Type out every entry again, character for character.

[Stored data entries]

▬▬▬▬▬▬▬▬▬▬

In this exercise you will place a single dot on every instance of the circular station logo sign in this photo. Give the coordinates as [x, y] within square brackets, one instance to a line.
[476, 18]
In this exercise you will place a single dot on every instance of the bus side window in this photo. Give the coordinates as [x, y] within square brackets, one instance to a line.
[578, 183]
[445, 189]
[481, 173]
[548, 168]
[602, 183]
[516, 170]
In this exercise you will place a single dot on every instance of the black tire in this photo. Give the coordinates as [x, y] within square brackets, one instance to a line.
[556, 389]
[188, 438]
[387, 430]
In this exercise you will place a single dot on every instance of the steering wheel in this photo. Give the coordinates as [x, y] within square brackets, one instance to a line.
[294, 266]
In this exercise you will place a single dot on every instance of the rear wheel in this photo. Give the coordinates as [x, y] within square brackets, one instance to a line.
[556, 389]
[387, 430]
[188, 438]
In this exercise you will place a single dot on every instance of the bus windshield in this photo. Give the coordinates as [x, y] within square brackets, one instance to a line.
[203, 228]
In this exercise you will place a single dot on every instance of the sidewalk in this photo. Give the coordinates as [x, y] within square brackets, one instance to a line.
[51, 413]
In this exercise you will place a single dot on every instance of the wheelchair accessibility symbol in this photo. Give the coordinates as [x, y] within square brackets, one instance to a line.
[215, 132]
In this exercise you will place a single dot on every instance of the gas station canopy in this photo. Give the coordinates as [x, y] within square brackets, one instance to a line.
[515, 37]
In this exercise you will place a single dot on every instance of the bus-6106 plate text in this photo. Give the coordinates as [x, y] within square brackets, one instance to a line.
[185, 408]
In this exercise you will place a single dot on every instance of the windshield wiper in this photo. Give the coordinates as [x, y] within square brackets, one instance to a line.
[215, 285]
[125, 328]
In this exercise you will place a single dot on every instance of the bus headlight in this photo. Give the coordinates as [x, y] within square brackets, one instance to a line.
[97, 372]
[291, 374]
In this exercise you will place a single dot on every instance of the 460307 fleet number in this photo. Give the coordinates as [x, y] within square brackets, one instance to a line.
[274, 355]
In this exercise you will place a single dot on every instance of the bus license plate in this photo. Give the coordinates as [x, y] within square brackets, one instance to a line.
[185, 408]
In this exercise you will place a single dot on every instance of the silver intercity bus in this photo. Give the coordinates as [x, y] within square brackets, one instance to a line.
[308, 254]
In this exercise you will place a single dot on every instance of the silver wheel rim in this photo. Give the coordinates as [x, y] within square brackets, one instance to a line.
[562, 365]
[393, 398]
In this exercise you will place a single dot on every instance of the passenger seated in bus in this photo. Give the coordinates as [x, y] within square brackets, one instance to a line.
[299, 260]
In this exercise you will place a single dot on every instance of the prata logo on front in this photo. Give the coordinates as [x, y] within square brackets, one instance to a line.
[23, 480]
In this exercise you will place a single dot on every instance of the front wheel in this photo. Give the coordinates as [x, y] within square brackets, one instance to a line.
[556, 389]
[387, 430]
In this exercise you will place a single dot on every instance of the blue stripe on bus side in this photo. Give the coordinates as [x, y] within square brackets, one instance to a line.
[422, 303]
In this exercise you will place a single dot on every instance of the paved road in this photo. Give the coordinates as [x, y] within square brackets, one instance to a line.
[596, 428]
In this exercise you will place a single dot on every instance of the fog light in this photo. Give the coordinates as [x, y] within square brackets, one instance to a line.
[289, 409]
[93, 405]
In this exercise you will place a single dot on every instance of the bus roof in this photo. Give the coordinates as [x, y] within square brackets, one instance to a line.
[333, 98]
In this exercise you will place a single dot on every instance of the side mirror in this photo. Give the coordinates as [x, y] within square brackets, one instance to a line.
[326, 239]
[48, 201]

▬▬▬▬▬▬▬▬▬▬

• **TASK RESPONSE**
In this exercise you will place a single dot on every instance of the circular station logo sign in this photo. Give the coordinates as [x, y] within square brackets, one instance to a line.
[476, 18]
In this exercise you will place a single dot on every instance of the bus side window in this photo. Give the coordinates as [x, y] within square brackets, one instance to a line.
[578, 183]
[445, 189]
[481, 173]
[548, 168]
[602, 183]
[516, 170]
In this exercise you will place a single dot on every instance of the black tire in this photo. Give the coordinates as [x, y] within square brackets, one instance to a line.
[556, 389]
[188, 438]
[387, 430]
In this exercise you will place a single dot on every instance of the steering wheel in this photo. Give the coordinates as [x, y] within square brackets, one instance to a line.
[294, 266]
In this exercise you will place a single dot on every instance of the rear wheel in this photo. Give the coordinates as [x, y] within square brackets, one instance to a line.
[556, 389]
[387, 430]
[188, 438]
In this exercise you will place a single dot on every instance of the bus windshield in this photo. Give the coordinates as [x, y] within square brackets, one instance to a line.
[203, 228]
In this exercise you will place a single dot on every instance of the sidewalk in this photo. Give the coordinates as [x, y] within square brackets, one instance to a line.
[51, 413]
In this exercise you will place a single dot on every instance of the wheelchair accessibility symbol in this photo. Give the coordinates as [x, y] within square brackets, one instance to a line.
[215, 132]
In this exercise you will place a single dot on every instance of the gas station canopy in this photo. Give the coordinates as [x, y] within square brackets, one instance to a line.
[515, 37]
In this exercise you will place a single dot on every instance of the bus-6106 plate text in this photo. Give the coordinates as [x, y] within square brackets, one instance to a line.
[185, 408]
In this exercise you will place a single dot on every instance of the windshield wiper in this photo. Give the coordinates as [x, y] within square brackets, one instance to a line.
[215, 285]
[125, 328]
In this exercise you will place a single dot on every instance of the bus headlight in this photo. Give the coordinates as [x, y] within square brackets, one instance to a line.
[97, 372]
[291, 374]
In this exercise you will place a single dot on every instance of the 460307 fleet number in this photo. Give the coordinates as [x, y] within square brackets, one instance to a line.
[274, 355]
In this exercise you will place a single dot on every instance of the bus license plate in this photo. Give the coordinates as [x, y] within square brackets, one instance to a line.
[185, 408]
In this exercise you will place a single dot on every instance of the silver intercity bus in this photo. Give the coordinates as [x, y] within square brackets, one instance to a line.
[308, 254]
In this exercise you will place a single dot on every instance of the silver wheel rim in this photo. Give the coordinates as [x, y] within square brackets, one instance to a line.
[562, 365]
[393, 398]
In this exercise you will place a single dot on every instance of the passenger seated in bus in this photo. Give the coordinates as [x, y] within square brackets, one instance to a line.
[299, 260]
In this exercise you will place a single dot on every instance of the prata logo on front in this photo. Give the coordinates as [x, y] within square brackets, one instance to a line.
[23, 480]
In this exercise you will place a single dot on every instance of the front wheel in this photo. Give the coordinates as [x, y] within square brackets, one instance to a line.
[556, 389]
[387, 430]
In this exercise you will place a single dot on every instance of the blue stripe on bus side in this photo. Give the coordinates as [x, y] within square brackets, one instance to a line.
[422, 303]
In this exercise you will place a single dot on every instance of the paved road in this photo. Give the coordinates as [x, y] within square brackets, one instance to a line.
[596, 428]
In this exercise you will place a single dot on every instance of the fog light in this photo. Give the coordinates as [x, y] within square brackets, one instance to a line.
[289, 409]
[93, 405]
In this exercise you will place a single dot on every instance of the bus roof in this photo. Give the coordinates as [x, y] within square brackets, one instance to a line.
[333, 98]
In this exercise you will place a single dot on every instance of the side mirror in this photo. Give the coordinates as [x, y] within square brackets, one instance to a line.
[326, 239]
[48, 201]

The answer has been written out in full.